• _WHAT TO DO_
1/ Reproduce the passage on automated data cleansing verbatim, from "With Data8's unique" to "up to date.".
2/ Proceed with the passage on automated data cleansing, picking up after its final sentence.

Cleansing your data can be a time consuming process. Extracting your data from a database to send to
a bureau either by post or through a website, reviewing a data quality audit, purchasing any required
data and re-importing it into your database all takes valuable time.
With Data8's unique Integr8 Batch solution, you can fully automate the entire process. A simple bespoke
application running on your system can submit your data to us for cleansing automatically, retrieve a
data quality audit, and make some automatic decisions as to what cleansed data should be purchased. The
cleansed data is then downloaded and re-imported into your database, all without any human interaction.
By using this unique system, you can save valuable time and money as well as avoiding the possibility
of human error in your data cleansing processes. As it can be fully integrated into your systems, you
can ensure data is cleansed automatically on a regular basis, keeping your data right up to date.
The Batch Data Cleansing service from Data8 is accessed through SOAP web services,
making it simple to use from any major programming language.
The service is split into parts which can be combined as needed depending on the requirements of
the calling application. The main parts of the service are:
Typical Usage
The typical method of using the Integr8 Batch services is as follows:
- Define a file format using the FileFormatStore service. This describes the format of the data you will be uploading,
which only needs to be set up once and can be reused for many jobs.

• _ENTRIES PROVIDED_

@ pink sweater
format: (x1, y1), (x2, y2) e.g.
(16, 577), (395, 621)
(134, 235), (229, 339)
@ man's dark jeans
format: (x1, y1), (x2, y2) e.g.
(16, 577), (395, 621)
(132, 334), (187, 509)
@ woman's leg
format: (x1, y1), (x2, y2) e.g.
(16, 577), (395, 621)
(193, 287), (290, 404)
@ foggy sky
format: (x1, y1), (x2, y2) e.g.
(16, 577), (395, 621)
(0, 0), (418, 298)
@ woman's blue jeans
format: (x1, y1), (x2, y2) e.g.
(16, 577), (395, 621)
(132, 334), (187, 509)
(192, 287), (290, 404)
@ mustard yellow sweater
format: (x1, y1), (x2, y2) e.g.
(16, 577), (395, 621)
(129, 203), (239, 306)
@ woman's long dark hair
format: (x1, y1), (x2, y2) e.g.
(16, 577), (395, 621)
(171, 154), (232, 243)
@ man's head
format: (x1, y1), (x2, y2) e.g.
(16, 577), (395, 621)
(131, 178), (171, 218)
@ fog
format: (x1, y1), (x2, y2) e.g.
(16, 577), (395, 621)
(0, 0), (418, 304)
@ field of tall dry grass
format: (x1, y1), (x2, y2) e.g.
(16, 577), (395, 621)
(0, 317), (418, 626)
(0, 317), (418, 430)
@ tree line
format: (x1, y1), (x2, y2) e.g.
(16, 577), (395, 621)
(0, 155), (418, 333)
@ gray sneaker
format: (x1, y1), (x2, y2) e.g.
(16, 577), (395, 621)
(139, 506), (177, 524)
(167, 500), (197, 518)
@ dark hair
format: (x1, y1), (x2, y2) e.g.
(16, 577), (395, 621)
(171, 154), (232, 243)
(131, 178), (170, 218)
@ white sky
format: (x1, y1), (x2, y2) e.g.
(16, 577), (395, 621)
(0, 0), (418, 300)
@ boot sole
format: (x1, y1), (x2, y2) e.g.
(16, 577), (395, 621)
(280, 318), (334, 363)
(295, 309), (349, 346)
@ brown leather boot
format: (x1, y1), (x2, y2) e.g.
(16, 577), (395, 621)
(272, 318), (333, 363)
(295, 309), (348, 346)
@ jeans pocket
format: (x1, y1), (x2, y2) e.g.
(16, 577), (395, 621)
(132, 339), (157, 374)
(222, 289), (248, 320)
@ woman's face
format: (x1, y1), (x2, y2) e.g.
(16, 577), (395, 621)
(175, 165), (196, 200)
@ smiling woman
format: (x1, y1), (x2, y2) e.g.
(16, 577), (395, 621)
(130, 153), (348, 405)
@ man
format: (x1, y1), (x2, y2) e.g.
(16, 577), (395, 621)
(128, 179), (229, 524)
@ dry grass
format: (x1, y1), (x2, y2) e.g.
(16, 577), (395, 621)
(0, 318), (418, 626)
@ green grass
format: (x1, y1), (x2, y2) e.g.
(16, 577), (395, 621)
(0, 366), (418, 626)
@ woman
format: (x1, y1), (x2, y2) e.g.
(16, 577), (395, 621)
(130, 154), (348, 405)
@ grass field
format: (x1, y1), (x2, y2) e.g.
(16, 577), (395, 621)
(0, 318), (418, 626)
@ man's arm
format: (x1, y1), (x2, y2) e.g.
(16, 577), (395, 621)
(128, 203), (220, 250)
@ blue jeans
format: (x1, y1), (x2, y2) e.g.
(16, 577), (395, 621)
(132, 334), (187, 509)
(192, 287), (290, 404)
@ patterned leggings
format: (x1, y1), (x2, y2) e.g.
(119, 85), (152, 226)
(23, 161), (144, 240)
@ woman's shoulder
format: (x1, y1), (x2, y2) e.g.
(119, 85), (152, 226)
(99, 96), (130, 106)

• _THE RESPONSES_
1/
With Data8's unique Integr8 Batch solution, you can fully automate the entire process. A simple bespoke
application running on your system can submit your data to us for cleansing automatically, retrieve a
data quality audit, and make some automatic decisions as to what cleansed data should be purchased. The
cleansed data is then downloaded and re-imported into your database, all without any human interaction.
By using this unique system, you can save valuable time and money as well as avoiding the possibility
of human error in your data cleansing processes. As it can be fully integrated into your systems, you
can ensure data is cleansed automatically on a regular basis, keeping your data right up to date.

2/
- Define a workflow using the WorkflowStore service. This describes the data cleansing tasks that will be performed
on your data, which only needs to be set up once and can be reused for many jobs.
- Upload your data using the UploadManager service. Your uploaded data is assigned a unique identifier which your
application must retain in order to submit the data for processing.
- Submit your data for processing using the JobManager service, supplying the name of the file format and workflow
you configured earlier and the unique identifier assigned to your uploaded data. Each job must be given a unique
name by which you can refer to it later.
- Wait for your job to finish processing by polling the JobManager service intermittently.
- Retrieve the statistics describing the quality of your data from the ResultsManager service. These statistics can
be presented to the user or can be used to make an automated decision on whether any cleansed data needs to be
purchased.
- Retrieve a quote for all the available data cleansing services from the ResultsManager service. Services can be
removed from the quote if they are not needed, or options can be changed to affect how the output from each service
is produced. After making any changes to the quote, an updated quote must be retrieved from the ResultsManager
service for any changes to be reflected in the price.
- Request the data included in your quote from the ResultsManager service, supplying the name of your original job and
your quote to identify the data to purchase. A purchase order number generated by your system must also be included.
- Wait for the cleansed data to become available by polling the ResultsManager service intermittently.
- Download the cleansed data from the ResultsManager service and save it to your system. The data will be provided in
the same format as your original data, but may have some additional columns added to the end of each row.
- Retrieve a description of the data found in each column from the ResultsManager service.
- Import the data from your locally saved cleansed file back into your database, using the column descriptions to
identify which columns data should be taken from during the import.
In order to purchase the cleansed results of any Integr8 Batch data cleansing job, your application must
supply a purchase order number. At this point your account must have a sufficient credit balance remaining.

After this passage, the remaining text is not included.